[Excerpt to read]

▼

How metals compare in conducting heat.

Introduction: (Initial Observation)

Heat energy is required in many different aspects of our lives. Heating systems and refrigeration both rely on this type of energy to function; they function by adding or removing heat energy from an object or area to control its temperature. This transfer of energy can occur by three methods: conduction, convection or radiation.

Conduction is the most direct transfer of energy, as it requires two objects to directly contact one another. Thermal energy moves from particle to particle throughout a material as heat is conducted.

Conduction takes place when water heats on a stove top, or when a person takes a warm bath, or when a hot pan is cooled by running it under cold water.

In this project we will compare different metals to see which one is a better heat conductor.


This project guide contains information that you need in order to start your project. If you have any questions or need more support about this project, click on the “Ask Question” button on the top of this page to send me a message.

If you are new in doing science project, click on “How to Start” in the main page. There you will find helpful links that describe different types of science projects, scientific method, variables, hypothesis, graph, abstract and all other general basics that you need to know.

Project advisor

Adult supervision is required

Information Gathering:

Find out about heat conduction and how it works. Read books, magazines or ask professionals who might know in order to learn about different metals and their physical properties such as conductivity. Keep track of where you got your information from.

Different kinds of metals have different physical properties. They are different colors, some are stronger than others, some conduct electricity better than others, they have different melting temperatures and they all conduct heat differently. You will test the heat conductivity property of different metals in this project.

Question/ Purpose:

We want to test the heat conductivity of some popular metals such as copper, aluminum, steel to see which one is a better heat conductor.

A question you could ask might be, “Which metal conducts heat most efficiently?”

▲

[Brief]
Please continue the guide on comparing how well metals conduct heat above, starting right after its last sentence.

[Dataset content]

▼

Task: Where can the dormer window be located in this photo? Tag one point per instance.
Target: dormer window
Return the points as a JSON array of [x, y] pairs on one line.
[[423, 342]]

▲

[Exercise output]
Identify Variables:

When you think you know what variables may be involved, think about ways to change one at a time. If you change more than one at a time, you will not know what variable is causing your observation. Sometimes variables are linked and work together to cause something. At first, try to choose variables that you think act independently of each other.

Type of metal is an independent variable. (It means we select the type of metal)

Heat conductivity is a dependent variable. (It depends on the3 type of metal)


Based on your gathered information, make an educated guess about what types of things affect the system you are working with. Identifying variables is necessary before you can make a hypothesis.

This is a sample hypothesis:

Among copper, stainless steel and aluminum metals, copper conducts heat the best.

Your hypothesis may be different.

Experiment Design:

Design an experiment to test each hypothesis. Make a step-by-step list of what you will do to answer each question. This list is called an experimental procedure. For an experiment to give answers you can trust, it must have a “control.” A control is an additional experimental trial or run. It is a separate experiment, done exactly like the others. The only difference is that no experimental variables are changed. A control is a neutral “reference point” for comparison that allows you to see what changing a variable does by comparing it to not changing anything. Dependable controls are sometimes very hard to develop. They can be the hardest part of a project. Without a control you cannot be sure that changing the variable causes your observations. A series of experiments that includes a control is called a “controlled experiment.”

Experiment 1:

In this experiment we will compare the heat conductivity of three different metals.


Go to the hardware store and buy as many different thickness’ of copper, stainless steel and aluminum bare metal wire as you can find. Get a package of plain white candles, some matches and a watch with a second hand. Carefully melt some wax from a candle, rolling the warm wax into balls of the same size – about a quarter of an inch in diameter. You may have to increase the diameter of the wax balls, depending on thickness of the thickest wire you were able to find because in the next part of the experiment you’re going to skewer the wax balls on the end of the wires. Carefully measure your different wires into lengths of the same size – 6 inches long would be good – and ask the adult helping you to cut them for you.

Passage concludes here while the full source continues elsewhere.